## Texte fourni

+-------+

3.6.2021, Jean Tschopp
Mise à jour le 18.06.2024
Les maisons de recouvrement ne connaissent pas la crise. Depuis quelques années, les réclamations ont pris l’ascenseur. La crise n'y est sans doute pas étrangère. Il se passe rarement un jour sans que la FRC reçoive une dénonciation concernant les pratiques de ces sociétés.
Les sociétés de recouvrement sont autorisées, mais ce sont leurs méthodes qui posent problème. La réclamation quasi systématique de prétendus «dommages supplémentaires» en s’appuyant sur l’art. 106 CO sans aucune preuve à l’appui est devenue la norme. Les maisons de recouvrement n’hésitent pas à réclamer en plus des «frais de dossiers» et autres «frais de rappels», souvent exorbitants en regard de la créance de base. Ces frais peuvent parfois doubler ou tripler le montant de la facture initiale. Précédemment chasse gardée du secteur privé, des acteurs du service public, comme les entreprises de transports publics, n’hésitent désormais plus à passer par des maisons de recouvrement.
Le rouleau compresseur
La loi ne prévoit pas de délai de paiement. Une enseigne peut par conséquent, au gré de ses conditions générales, très rapidement passer par une maison de recouvrement en cas de retard de paiement. Ladite maison de recouvrement ne se gênera pas pour réclamer des frais supplémentaires souvent indus. En quelques jours, les e-mails ou lettres de rappels se multiplient, gonflant très rapidement ces frais. Le consommateur captif panique souvent et finit par payer pour avoir la paix, sans savoir si la société de recouvrement est en droit de réclamer ces montants.
De prétendues factures pour d’anciens séjours à l’étranger
Un autre mode opératoire problématique est apparu depuis quelques années chez les maisons de recouvrement : de prétendues amendes d’ordre pour infraction routière ressurgissent plusieurs années après des séjours de particuliers à l’étranger. Des cabinets d’avocat étrangers s’associent à des maisons de recouvrement suisses pour réclamer des montants la plupart du temps infondés, prescrits, sans aucune preuve et de manière totalement illégale. Le recouvrement de ces amendes d’ordre doit en principe passer par des collectivités publiques ou des autorités étatiques. Les maisons de recouvrement ne peuvent pas mettre le débiteur aux poursuites pour ces amendes. Si elles le font quand même, leurs agissements peuvent être constitutifs de poursuite pénale pour «actes exécutés sans droit pour un Etat étranger» (art. 271 du Code pénal suisse). En cas de doute, vérifiez attentivement la validité de la facture et notamment la question de la prescription. Même si une maison de recouvrement ne peut vous mettre aux poursuites, une amende sanctionnant une violation des règles de la circulation routière est due. S’agissant des intérêts moratoires et d’éventuels frais de rappel, ces frais ne peuvent vous être facturés qu’à partir du moment où la décision des autorités étrangères vous a été valablement notifiée. En cas de non-paiement, les autorités du pays concerné pourraient vous facturer d’anciennes amendes et d’éventuels frais de rappel en cas de nouveau séjour à l’étranger.

+-------+

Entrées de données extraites
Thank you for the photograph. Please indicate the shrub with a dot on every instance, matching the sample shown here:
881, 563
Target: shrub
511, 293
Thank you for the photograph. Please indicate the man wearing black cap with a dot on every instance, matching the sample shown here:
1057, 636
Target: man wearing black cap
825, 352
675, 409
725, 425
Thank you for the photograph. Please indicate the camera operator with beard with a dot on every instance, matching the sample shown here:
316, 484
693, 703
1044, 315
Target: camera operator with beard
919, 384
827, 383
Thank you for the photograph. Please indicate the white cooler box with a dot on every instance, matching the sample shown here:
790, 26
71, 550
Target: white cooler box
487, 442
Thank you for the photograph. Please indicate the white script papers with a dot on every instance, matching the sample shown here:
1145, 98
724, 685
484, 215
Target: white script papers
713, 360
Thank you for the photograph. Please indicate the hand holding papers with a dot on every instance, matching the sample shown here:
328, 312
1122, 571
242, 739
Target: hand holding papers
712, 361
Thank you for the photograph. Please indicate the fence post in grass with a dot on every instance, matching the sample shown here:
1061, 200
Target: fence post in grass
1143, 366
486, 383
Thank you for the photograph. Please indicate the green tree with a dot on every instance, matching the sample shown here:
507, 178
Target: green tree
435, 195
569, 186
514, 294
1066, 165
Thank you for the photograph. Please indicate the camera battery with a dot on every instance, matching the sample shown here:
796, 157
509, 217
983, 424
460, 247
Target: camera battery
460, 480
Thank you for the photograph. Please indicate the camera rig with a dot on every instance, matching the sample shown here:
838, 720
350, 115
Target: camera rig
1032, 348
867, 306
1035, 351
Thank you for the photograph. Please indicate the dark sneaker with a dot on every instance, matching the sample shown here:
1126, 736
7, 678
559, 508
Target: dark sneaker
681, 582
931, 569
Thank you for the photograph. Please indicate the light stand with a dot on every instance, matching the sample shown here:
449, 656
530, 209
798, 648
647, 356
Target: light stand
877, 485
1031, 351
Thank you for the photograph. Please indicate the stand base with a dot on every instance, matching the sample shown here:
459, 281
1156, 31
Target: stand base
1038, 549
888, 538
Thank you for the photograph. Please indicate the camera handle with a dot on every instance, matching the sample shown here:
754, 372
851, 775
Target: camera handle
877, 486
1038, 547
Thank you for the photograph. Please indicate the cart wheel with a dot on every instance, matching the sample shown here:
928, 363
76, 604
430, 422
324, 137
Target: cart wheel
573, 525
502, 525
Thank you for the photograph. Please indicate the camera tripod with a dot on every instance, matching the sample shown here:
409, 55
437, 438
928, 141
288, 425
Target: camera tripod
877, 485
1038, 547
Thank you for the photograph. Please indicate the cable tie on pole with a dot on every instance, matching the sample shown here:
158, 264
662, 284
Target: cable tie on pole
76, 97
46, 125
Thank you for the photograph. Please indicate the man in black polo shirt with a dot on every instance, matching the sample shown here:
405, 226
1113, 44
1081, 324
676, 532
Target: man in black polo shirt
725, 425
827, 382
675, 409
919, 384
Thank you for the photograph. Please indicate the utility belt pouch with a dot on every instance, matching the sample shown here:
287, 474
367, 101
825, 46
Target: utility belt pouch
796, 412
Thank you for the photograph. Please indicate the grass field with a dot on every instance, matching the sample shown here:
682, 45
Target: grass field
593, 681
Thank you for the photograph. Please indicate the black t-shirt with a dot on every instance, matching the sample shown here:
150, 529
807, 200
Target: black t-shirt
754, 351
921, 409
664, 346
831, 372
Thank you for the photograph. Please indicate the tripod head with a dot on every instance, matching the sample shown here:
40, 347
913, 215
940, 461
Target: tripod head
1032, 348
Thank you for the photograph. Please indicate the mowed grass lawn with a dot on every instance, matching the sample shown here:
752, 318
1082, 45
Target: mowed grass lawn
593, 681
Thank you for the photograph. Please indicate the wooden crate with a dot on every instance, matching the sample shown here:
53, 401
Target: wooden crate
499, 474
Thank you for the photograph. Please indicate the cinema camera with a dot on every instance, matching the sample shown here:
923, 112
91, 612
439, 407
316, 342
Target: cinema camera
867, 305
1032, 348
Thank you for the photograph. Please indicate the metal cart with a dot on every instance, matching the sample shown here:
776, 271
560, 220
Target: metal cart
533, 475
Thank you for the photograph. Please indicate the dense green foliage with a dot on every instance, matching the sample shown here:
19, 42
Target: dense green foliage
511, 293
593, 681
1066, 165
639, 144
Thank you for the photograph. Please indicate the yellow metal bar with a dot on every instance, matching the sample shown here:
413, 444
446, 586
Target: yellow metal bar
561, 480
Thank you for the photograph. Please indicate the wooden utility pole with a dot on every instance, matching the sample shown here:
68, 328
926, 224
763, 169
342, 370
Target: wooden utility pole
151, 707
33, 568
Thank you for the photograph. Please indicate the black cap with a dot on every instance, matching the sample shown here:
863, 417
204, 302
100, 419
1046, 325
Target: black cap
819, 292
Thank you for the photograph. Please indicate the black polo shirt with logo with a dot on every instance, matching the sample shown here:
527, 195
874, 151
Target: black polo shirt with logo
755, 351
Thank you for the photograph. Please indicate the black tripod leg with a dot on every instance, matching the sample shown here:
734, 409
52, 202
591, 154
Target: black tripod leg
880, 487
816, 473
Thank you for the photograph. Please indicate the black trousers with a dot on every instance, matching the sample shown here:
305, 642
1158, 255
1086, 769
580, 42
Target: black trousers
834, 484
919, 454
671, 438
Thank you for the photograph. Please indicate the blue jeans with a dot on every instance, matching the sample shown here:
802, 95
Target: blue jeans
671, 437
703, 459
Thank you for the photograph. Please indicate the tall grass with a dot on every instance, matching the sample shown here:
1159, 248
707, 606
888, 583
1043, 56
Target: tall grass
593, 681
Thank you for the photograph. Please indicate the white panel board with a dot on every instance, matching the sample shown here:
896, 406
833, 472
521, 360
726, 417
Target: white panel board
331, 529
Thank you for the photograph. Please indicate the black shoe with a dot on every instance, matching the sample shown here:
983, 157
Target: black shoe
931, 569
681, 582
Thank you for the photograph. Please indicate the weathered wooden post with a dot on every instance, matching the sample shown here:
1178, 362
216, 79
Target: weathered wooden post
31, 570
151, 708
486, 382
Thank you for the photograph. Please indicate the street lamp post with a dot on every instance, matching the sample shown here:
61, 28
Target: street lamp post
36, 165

+-------+

## Travail à faire
a: D'après l'article sur les maisons de recouvrement, quel effet les frais réclamés peuvent-ils parfois avoir sur le montant de la facture initiale ?
b: Expliquez, en vous appuyant sur l'article sur les maisons de recouvrement, pourquoi une enseigne peut très rapidement confier un retard de paiement à une maison de recouvrement.
c: Poursuivez l'article sur les maisons de recouvrement à partir de sa dernière phrase.

## Résultats de l'exercice
a: Ils peuvent parfois doubler ou tripler le montant de la facture initiale.

b: La loi ne prévoit pas de délai de paiement. Une enseigne peut donc, selon ses conditions générales, passer très rapidement par une maison de recouvrement dès qu'un paiement est en retard.

c:
Comment réagir ?
Nos conseils pratiques
- Vérifier rapidement si la facture est fondée. Ai-je vraiment conclu un contrat? Est-ce que ce montant est encore dû ou est-ce qu’il est prescrit? (prescription de 5 ans pour une prestation périodique, p. ex. facture d’un opérateur, d’un avocat ou d’un médecin, ou de 10 ans pour une autre prestation).
- Ne payer que ce qui est dû et garder la trace de ce paiement:
- la créance de base
- les intérêts moratoires de 5% l’an
- une peine conventionnelle (clause pénale) uniquement si elle est prévue dans les conditions générales, qui permet de facturer jusqu’à 10% maximum de la facture de base
- Contester par écrit ce qui n’est pas dû:
- les prétendus «dommages supplémentaires»: le fait d’être en retard de paiement n’est pas en soi un «dommage supplémentaire», le fardeau de la preuve incombe à la maison de recouvrement.
- les frais de rappel ou de dossier: en l’absence de contrat entre le client et la maison de recouvrement, cette dernière ne peut pas réclamer des montants au demeurant exorbitants et souvent disproportionnés sans base contractuelle, sauf si l’enseigne a fixé ces montants dans les conditions générales.
- la mise aux poursuites n’est possible que si la maison de recouvrement rachète la créance de l’enseigne (du créancier). Dans ce cas, les frais de représentation de la maison de recouvrement ne peuvent pas être mise à votre charge (art. 27 al. 2 LP).
- Dénoncer ces cas à la FRC et demander de l’aide: chaque cas dénoncé à la FRC permet de montrer l’étendue des abus ; par ailleurs, nous renseignons nos membres quotidiennement par téléphone ou par écrit sur les bons moyens de réagir.
Notifier un commandement de payer portant sur une somme élevée ou menacer une personne d’ouvrir une action judiciaire pour faire pression sur elle afin d’obtenir le paiement de créances inexistantes ou non exécutables est susceptible de constituer le délit de contrainte (art. 181 du Code pénal suisse).
Voir aussi les conseils de Me Grégoire Geissbühler, auteur d’une thèse sur les maisons de recouvrement, de Me Sébastien Fanti, spécialiste en matière de protection des données sur les fichiers de solvabilité, et de la FRC lors de l’émission de la RTS A Bon Entendeur du 20.04.2021.
Des alternatives pour les enseignes
Les enseignes sont libres d’internaliser ou d’externaliser le recouvrement de leurs créances. Si le recouvrement est internalisé, il faut rappeler que l’Etat est là pour prendre le relai très rapidement. Les procédures sont simples. Un extrait de registre du débiteur obtenu via l’Office des poursuites permet pour moins de CHF 20.- de savoir s’il est solvable et s’il vaut la peine d’engager une procédure. Une réquisition de poursuite peut être remplie en quelques clics en ligne. Au besoin, dans des cas plus complexes, il est possible dans certains cantons de passer par des agents d’affaires brevetés.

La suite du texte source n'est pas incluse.